**Estratto del documento:**
--*--
Recensione: First Person Plural

di 

- Il lungometraggio di Sandro Aguilar è una forza cinematografica magnetica che si muove brillantemente lungo i sentieri labirintici delle emozioni umane

Recensione: First Person Plural
Albano Jerónimo in First Person Plural

Il terzo lungometraggio di Sandro Aguilar, First Person Plural [+leggi anche:
trailer
intervista: Sandro Aguilar
scheda film
]
, partecipa al concorso Tiger dell'IFFR di quest'anno. In questo film seguiamo gli eventi che si dipanano alla vigilia del viaggio di una coppia in un resort tropicale di lusso, organizzato per festeggiare il loro 20mo anniversario di matrimonio. Irene (Isabel Abreu), Mateus (Albano Jerónimo) e il loro figlio (Eduardo Aguilar) sono le tre forze principali che ci guidano in un percorso che si propone come un gioco interiore ma anche esteriore, espansivo, fatto di mimica, riflessi e inganni, in cui le regole della narrazione e della linearità del comportamento diventano profondamente confuse:un riflesso di quanto possano essere complessi gli esseri umani e la vita.
--*--
**Esercizio scritto:** Riproduci parola per parola il tratto della recensione che va da "Il terzo lungometraggio" fino a "umani e la vita.". Basati unicamente sulla recensione.

**Dati mostrati:**
--*--
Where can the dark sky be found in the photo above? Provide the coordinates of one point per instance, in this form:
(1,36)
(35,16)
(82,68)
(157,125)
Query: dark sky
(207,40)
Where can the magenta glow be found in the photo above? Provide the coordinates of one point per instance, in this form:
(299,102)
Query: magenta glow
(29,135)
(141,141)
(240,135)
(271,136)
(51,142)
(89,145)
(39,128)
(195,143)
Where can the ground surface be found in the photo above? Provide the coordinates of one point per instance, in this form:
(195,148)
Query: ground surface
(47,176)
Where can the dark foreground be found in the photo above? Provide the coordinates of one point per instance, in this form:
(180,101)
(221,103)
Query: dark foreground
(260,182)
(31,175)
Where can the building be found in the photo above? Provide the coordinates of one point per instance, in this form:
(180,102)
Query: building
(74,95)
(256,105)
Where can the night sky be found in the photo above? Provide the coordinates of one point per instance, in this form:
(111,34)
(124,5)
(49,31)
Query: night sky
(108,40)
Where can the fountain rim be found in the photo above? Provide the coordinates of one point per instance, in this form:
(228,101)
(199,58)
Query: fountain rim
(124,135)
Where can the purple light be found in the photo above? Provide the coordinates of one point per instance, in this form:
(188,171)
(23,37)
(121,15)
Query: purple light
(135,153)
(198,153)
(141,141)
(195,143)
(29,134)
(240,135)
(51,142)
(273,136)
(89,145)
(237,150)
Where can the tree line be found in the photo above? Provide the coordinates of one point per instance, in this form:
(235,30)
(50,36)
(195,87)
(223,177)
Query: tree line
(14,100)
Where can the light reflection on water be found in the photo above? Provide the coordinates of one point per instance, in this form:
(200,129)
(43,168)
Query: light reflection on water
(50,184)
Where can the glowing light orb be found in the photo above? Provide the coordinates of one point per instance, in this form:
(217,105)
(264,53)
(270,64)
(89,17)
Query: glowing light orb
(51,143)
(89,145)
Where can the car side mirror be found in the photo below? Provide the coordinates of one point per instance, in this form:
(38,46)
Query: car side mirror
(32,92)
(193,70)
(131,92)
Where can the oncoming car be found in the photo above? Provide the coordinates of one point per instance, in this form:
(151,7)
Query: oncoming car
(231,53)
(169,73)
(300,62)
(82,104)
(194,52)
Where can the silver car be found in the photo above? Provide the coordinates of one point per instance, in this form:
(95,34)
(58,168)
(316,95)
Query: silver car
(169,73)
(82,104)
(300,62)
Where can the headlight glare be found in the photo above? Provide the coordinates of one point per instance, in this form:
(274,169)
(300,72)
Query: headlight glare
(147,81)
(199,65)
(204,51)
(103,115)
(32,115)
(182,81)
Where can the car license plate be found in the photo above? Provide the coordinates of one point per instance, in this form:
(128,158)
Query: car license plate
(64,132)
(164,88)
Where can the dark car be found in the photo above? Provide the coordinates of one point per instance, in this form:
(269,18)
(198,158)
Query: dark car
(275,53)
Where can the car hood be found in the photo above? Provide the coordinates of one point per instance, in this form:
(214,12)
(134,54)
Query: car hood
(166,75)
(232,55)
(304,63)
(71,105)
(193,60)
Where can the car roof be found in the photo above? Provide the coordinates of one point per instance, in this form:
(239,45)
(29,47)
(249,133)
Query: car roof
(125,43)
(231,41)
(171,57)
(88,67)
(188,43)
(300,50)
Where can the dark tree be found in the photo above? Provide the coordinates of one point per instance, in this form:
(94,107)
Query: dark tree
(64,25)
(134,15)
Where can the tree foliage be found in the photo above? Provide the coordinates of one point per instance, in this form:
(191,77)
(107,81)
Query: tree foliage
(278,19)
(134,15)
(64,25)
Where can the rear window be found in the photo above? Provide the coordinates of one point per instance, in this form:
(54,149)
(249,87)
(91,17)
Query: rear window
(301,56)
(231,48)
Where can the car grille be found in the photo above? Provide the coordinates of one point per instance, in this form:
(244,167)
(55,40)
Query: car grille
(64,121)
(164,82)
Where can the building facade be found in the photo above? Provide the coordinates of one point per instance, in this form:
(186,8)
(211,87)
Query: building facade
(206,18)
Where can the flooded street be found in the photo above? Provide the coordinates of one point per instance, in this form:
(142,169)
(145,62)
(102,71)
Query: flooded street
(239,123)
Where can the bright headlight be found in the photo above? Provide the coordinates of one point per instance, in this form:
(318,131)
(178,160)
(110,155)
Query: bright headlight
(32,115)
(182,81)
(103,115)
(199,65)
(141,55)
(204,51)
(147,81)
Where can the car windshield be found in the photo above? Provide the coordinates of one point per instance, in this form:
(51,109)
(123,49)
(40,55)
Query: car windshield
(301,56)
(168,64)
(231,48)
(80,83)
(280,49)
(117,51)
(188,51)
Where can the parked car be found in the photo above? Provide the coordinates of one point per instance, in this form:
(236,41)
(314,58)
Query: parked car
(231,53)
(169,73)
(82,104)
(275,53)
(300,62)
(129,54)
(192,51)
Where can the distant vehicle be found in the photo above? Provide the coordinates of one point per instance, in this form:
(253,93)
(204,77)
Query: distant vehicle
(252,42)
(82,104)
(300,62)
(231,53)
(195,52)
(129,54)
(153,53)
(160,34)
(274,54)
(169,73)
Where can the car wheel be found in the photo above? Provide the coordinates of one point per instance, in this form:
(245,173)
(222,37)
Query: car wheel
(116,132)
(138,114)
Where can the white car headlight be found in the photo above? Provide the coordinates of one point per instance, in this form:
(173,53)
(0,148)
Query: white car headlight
--*--
**Risposta:**
Il terzo lungometraggio di Sandro Aguilar, First Person Plural [+leggi anche:
trailer
intervista: Sandro Aguilar
scheda film
]
, partecipa al concorso Tiger dell'IFFR di quest'anno. In questo film seguiamo gli eventi che si dipanano alla vigilia del viaggio di una coppia in un resort tropicale di lusso, organizzato per festeggiare il loro 20mo anniversario di matrimonio. Irene (Isabel Abreu), Mateus (Albano Jerónimo) e il loro figlio (Eduardo Aguilar) sono le tre forze principali che ci guidano in un percorso che si propone come un gioco interiore ma anche esteriore, espansivo, fatto di mimica, riflessi e inganni, in cui le regole della narrazione e della linearità del comportamento diventano profondamente confuse:un riflesso di quanto possano essere complessi gli esseri umani e la vita.